依頼内容:
以下の行を修正し、「Could you please give」をすべて「Please provide」に置き換えてください。それ以外は一切変更せず、画像は省いて示してください。

____

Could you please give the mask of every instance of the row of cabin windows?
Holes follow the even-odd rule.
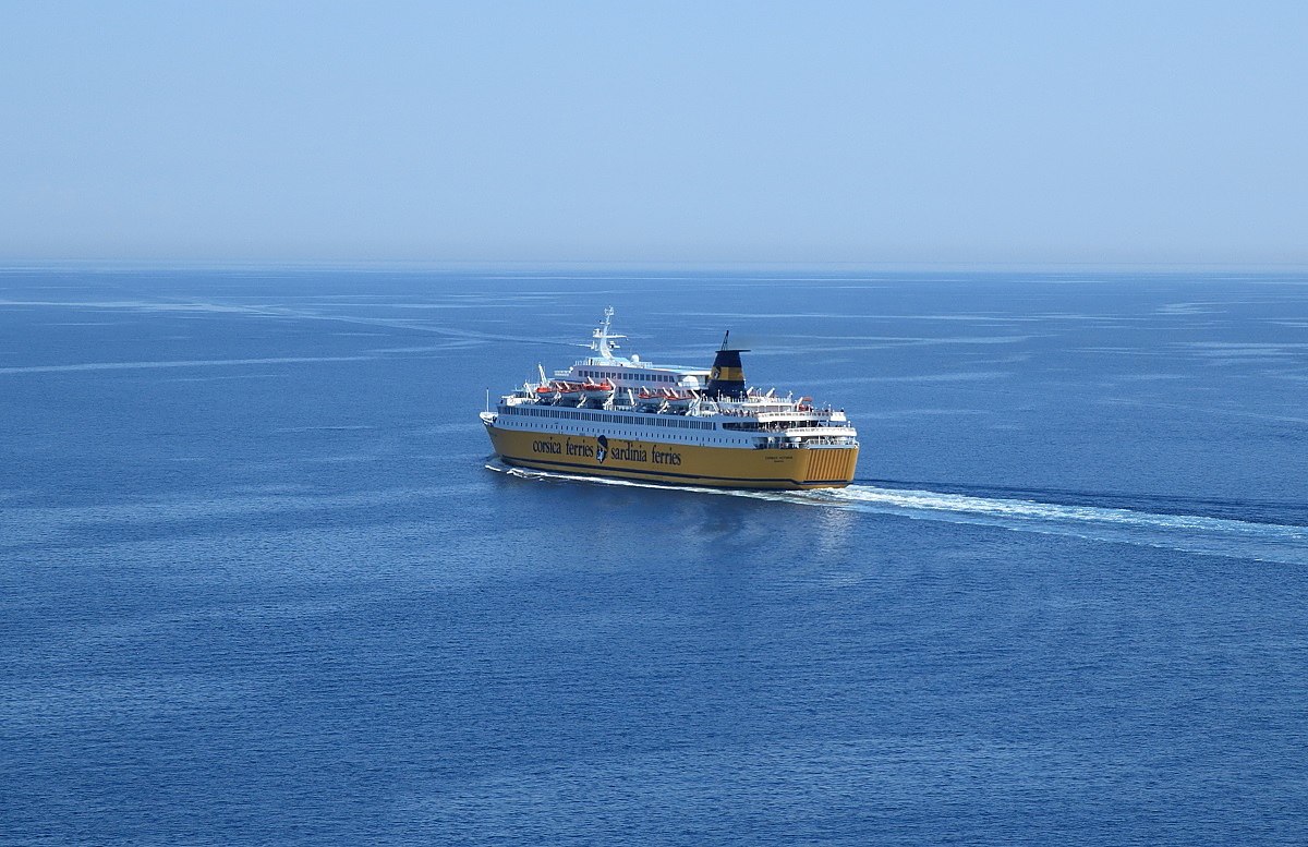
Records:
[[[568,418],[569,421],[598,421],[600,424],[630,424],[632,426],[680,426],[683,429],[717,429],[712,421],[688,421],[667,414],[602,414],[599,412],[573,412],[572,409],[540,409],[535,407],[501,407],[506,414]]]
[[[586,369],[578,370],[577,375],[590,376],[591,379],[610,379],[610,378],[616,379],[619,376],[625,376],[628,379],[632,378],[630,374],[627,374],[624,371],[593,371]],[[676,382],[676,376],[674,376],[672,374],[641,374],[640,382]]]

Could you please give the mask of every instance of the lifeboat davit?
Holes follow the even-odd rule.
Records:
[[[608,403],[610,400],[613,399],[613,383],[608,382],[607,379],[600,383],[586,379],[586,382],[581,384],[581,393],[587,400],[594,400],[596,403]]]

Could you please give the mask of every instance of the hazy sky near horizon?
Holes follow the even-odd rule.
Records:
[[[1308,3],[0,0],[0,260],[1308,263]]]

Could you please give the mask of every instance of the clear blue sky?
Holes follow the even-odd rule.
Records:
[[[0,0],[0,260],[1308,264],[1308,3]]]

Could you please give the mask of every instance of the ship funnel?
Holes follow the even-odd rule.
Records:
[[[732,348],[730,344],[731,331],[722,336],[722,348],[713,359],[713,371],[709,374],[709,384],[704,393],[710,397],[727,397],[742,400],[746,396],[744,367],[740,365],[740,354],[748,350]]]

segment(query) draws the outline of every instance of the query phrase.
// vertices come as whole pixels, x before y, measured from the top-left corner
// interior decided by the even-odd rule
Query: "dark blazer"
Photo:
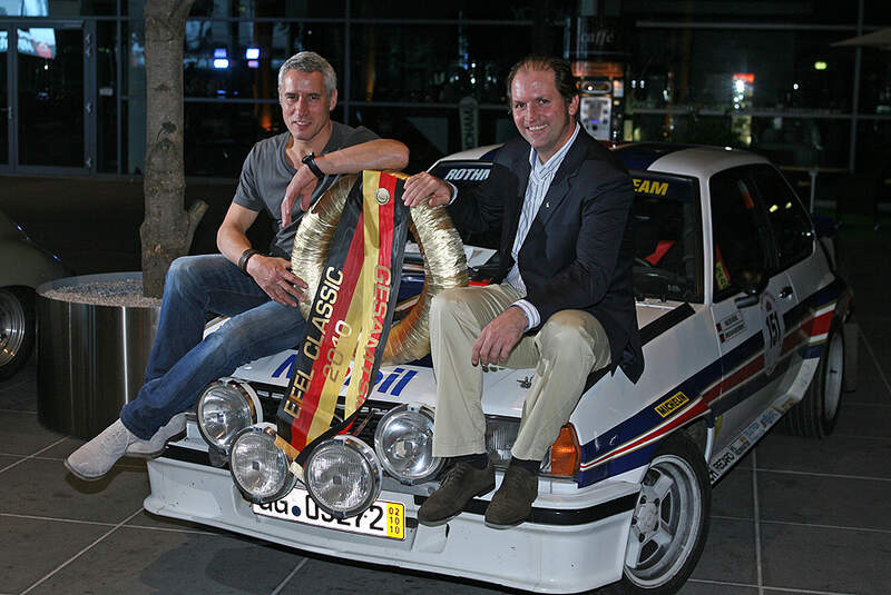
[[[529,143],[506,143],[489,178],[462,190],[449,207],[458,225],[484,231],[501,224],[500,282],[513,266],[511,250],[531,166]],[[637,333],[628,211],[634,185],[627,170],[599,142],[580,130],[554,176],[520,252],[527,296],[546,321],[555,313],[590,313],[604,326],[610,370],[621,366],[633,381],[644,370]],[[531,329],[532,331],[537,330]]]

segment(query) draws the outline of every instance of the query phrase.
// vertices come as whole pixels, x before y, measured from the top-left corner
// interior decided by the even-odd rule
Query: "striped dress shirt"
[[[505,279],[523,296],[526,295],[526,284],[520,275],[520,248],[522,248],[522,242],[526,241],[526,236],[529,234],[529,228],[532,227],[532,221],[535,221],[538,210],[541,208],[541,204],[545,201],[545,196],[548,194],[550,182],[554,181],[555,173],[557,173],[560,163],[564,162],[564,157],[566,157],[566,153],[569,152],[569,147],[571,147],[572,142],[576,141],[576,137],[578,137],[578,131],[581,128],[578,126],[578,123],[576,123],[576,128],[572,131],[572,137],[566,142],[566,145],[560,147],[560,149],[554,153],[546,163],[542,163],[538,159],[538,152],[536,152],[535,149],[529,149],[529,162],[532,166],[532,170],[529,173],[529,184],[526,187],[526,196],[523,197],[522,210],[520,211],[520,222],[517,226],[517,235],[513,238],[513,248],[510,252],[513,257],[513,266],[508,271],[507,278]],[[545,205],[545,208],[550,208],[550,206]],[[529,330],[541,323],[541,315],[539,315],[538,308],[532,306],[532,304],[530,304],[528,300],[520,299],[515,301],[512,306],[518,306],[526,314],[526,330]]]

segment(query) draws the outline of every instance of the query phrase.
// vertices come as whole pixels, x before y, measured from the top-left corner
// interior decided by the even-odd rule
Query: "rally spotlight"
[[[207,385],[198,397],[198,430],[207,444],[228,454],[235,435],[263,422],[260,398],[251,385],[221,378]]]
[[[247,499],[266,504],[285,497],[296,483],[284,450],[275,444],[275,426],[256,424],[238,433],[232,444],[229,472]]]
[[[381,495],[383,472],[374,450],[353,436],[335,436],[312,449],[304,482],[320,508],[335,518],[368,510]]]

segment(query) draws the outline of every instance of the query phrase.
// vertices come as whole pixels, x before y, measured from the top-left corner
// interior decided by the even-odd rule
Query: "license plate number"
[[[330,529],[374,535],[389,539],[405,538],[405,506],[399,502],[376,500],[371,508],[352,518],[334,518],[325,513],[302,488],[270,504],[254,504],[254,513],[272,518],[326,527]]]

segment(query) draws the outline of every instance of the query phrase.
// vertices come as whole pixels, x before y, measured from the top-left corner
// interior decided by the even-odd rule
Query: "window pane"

____

回答:
Please provide the mask of every instance of the row of cabin windows?
Holes follow the even-odd rule.
Records:
[[[568,418],[569,421],[598,421],[600,424],[630,424],[632,426],[680,426],[683,429],[717,429],[712,421],[688,421],[667,414],[602,414],[599,412],[573,412],[572,409],[540,409],[535,407],[501,407],[506,414]]]
[[[586,369],[578,370],[577,375],[590,376],[591,379],[610,379],[610,378],[616,379],[619,376],[625,376],[628,379],[632,378],[630,374],[627,374],[624,371],[593,371]],[[676,382],[676,376],[674,376],[672,374],[641,374],[640,382]]]

Please provide the mask of every instance of the lifeboat davit?
Holes follow the even-odd rule.
Records:
[[[608,403],[610,400],[613,399],[613,383],[608,382],[607,379],[600,383],[586,379],[586,382],[581,384],[581,393],[587,400],[594,400],[596,403]]]

Please provide the mask of every instance of the hazy sky near horizon?
Holes follow the even-odd rule.
Records:
[[[1308,3],[0,0],[0,260],[1308,263]]]

Please provide the mask of every instance of the clear blue sky?
Holes follow the even-odd rule.
Records:
[[[0,0],[0,260],[1308,264],[1308,3]]]

Please provide the mask of every instance of the ship funnel?
Holes follow the even-odd rule.
Records:
[[[732,348],[730,344],[731,331],[722,336],[722,348],[713,359],[713,371],[709,374],[709,384],[704,393],[710,397],[727,397],[742,400],[746,396],[744,367],[740,365],[740,354],[748,350]]]

segment(query) draws the outline of every instance of the query phrase.
// vertices come as whole pixels, x before y, measured from the top-left corner
// interior decided by the even-odd rule
Query: "dark blazer"
Photo:
[[[529,143],[506,143],[489,178],[462,190],[449,207],[458,225],[484,231],[501,224],[500,282],[513,266],[511,250],[531,166]],[[637,333],[628,211],[634,185],[627,170],[599,142],[580,130],[554,176],[520,252],[527,296],[546,321],[555,313],[590,313],[604,326],[610,370],[621,366],[633,381],[644,370]],[[531,329],[532,331],[537,330]]]

segment(query) draws the outline of every instance of the query phrase.
// vertices come as whole pixels, x before y, measured from the top-left corner
// interior decided by the even-odd rule
Query: "striped dress shirt"
[[[505,279],[523,296],[526,295],[526,284],[520,275],[520,248],[522,248],[522,242],[526,241],[526,236],[529,234],[529,228],[532,227],[532,221],[535,221],[538,210],[541,208],[541,204],[545,201],[545,196],[548,194],[550,182],[554,181],[555,173],[557,173],[560,163],[564,162],[564,157],[566,157],[566,153],[569,152],[569,147],[571,147],[572,142],[576,141],[576,137],[578,137],[578,131],[581,128],[578,126],[578,123],[576,123],[576,128],[572,131],[572,137],[566,142],[566,145],[560,147],[560,149],[554,153],[546,163],[542,163],[538,159],[538,152],[536,152],[535,149],[529,149],[529,162],[532,166],[532,170],[529,173],[529,184],[526,187],[526,196],[523,197],[522,210],[520,211],[520,222],[517,226],[517,235],[513,238],[513,248],[510,252],[513,257],[513,266],[508,271],[507,278]],[[545,205],[545,208],[550,208],[550,206]],[[529,330],[541,323],[541,315],[539,315],[538,308],[532,306],[532,304],[530,304],[528,300],[520,299],[515,301],[512,306],[518,306],[526,314],[526,330]]]

segment(query) draws the outline of every instance of the query phrase.
// vertices come as whole pixels, x before y, measured from the top-left corner
// interior decided by the even-odd rule
Query: "rally spotlight"
[[[207,385],[198,397],[198,430],[207,444],[228,454],[235,435],[263,422],[260,398],[251,385],[221,378]]]
[[[247,499],[266,504],[285,497],[296,483],[284,450],[275,444],[275,426],[256,424],[238,433],[232,444],[229,472]]]
[[[381,495],[383,472],[374,450],[353,436],[335,436],[312,449],[304,482],[320,508],[335,518],[368,510]]]

segment(query) draws the outline of every instance of the query phrase.
// vertices come as whole pixels, x before y, measured from the top-left corner
// interior decided by the even-odd rule
Query: "license plate number"
[[[330,529],[374,535],[389,539],[405,538],[405,506],[399,502],[376,500],[371,508],[352,518],[334,518],[325,513],[302,488],[270,504],[254,504],[254,513],[272,518],[326,527]]]

segment(query) draws the outline of every instance of the query phrase.
// vertices come as whole pixels, x before y, measured from the top-left corner
// interior decided by the even-odd rule
Query: "window pane"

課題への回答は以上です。